→ Input rows:

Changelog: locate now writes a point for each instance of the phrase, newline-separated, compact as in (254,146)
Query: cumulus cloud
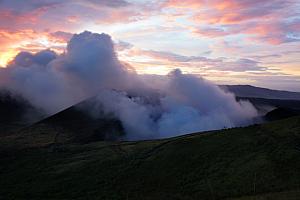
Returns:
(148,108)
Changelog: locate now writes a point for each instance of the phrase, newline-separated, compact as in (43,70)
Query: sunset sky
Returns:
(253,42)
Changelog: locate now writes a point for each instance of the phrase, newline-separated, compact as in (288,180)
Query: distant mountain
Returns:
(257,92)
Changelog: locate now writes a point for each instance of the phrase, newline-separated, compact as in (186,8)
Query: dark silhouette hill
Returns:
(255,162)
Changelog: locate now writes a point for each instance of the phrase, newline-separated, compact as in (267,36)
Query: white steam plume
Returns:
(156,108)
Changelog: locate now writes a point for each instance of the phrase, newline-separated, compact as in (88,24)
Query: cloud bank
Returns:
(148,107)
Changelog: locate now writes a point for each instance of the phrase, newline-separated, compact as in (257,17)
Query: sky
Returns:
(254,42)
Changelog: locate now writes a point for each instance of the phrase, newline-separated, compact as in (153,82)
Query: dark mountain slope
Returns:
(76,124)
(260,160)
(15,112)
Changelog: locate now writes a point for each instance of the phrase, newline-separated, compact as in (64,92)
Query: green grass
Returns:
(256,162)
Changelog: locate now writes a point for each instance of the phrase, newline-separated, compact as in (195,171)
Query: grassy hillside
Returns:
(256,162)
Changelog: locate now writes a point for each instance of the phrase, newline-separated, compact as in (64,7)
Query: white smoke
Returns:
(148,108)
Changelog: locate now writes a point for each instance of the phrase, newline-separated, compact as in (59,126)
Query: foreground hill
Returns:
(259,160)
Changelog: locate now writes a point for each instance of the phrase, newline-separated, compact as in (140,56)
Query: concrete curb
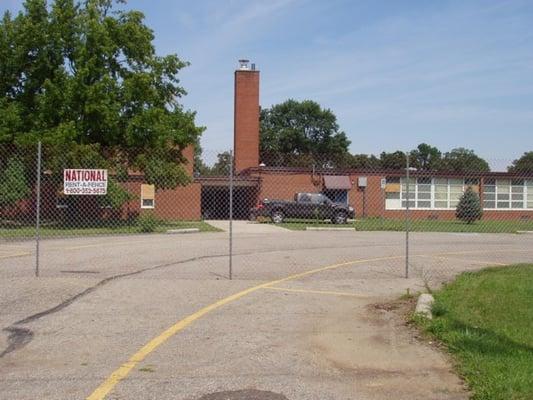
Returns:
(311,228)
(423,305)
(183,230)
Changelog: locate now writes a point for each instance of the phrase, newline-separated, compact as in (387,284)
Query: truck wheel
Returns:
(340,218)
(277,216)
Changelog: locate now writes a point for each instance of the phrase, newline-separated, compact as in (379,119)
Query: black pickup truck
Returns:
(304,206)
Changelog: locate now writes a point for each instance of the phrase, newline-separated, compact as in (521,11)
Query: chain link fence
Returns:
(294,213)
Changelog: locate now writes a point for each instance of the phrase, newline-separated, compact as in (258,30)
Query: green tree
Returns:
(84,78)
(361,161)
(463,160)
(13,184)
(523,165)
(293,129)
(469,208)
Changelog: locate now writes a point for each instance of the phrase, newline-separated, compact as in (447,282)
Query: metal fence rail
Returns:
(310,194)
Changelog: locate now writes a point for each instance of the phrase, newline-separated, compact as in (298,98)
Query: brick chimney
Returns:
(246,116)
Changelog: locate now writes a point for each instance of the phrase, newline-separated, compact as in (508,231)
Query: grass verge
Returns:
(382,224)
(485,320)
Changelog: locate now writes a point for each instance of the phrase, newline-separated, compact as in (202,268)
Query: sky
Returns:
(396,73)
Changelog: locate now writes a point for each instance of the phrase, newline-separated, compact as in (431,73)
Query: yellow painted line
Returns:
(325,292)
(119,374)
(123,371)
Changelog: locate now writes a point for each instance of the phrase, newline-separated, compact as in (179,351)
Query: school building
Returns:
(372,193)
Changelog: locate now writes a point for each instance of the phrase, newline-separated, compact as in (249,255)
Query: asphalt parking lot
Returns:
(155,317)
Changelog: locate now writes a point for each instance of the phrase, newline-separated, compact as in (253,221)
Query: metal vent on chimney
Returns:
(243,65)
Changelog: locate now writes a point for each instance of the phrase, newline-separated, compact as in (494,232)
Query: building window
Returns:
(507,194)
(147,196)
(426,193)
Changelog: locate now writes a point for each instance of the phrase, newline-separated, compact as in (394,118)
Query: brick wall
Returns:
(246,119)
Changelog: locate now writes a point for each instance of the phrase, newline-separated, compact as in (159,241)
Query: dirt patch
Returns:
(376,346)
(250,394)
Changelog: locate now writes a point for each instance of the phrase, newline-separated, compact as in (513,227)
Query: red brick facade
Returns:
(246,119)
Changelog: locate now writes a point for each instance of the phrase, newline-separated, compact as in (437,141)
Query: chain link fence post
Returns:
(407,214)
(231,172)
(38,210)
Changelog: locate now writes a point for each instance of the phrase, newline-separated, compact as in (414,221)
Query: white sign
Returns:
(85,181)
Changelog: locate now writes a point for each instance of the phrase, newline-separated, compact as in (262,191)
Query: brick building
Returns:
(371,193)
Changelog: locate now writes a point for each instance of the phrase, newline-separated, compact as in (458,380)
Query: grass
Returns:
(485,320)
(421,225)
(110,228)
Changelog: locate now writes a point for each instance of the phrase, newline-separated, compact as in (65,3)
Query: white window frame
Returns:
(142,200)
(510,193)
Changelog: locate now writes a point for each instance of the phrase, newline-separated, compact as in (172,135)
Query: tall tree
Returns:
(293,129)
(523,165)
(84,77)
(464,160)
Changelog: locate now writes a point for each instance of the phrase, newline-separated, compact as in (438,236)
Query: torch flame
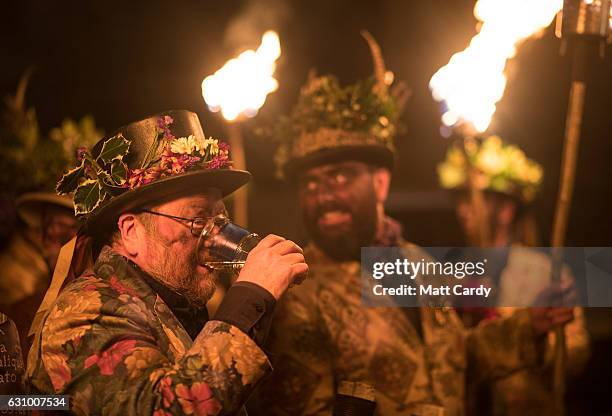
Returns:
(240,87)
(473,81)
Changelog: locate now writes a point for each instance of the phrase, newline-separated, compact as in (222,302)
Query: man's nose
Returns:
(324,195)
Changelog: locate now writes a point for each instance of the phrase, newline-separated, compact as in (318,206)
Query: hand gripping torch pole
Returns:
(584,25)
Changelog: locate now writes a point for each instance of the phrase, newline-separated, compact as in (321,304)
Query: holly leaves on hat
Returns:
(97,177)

→ Aim: Copy exactly, please, the lines that run from the line holding "as in (438,236)" through the closing line of the material above, omitting every picture.

→ Answer below:
Changelog: locate now writes a point for each instance of the phrase, newline-separated, compact as in (438,236)
Query: torch flame
Returns:
(240,87)
(473,81)
Changelog: locate now writes a point for each instance of the phrase, newline-separated, compact as in (222,302)
Query: man's nose
Returns:
(324,195)
Changelog: locate now writes a point for each instance of the phrase, newline-separated, compact as in (318,206)
Query: hand gripping torch pole
Returns:
(584,25)
Changelog: locate now writes a point for each instance of the phrase, newline-separated, compact as in (321,304)
Query: holly leaves on hat
Returns:
(97,177)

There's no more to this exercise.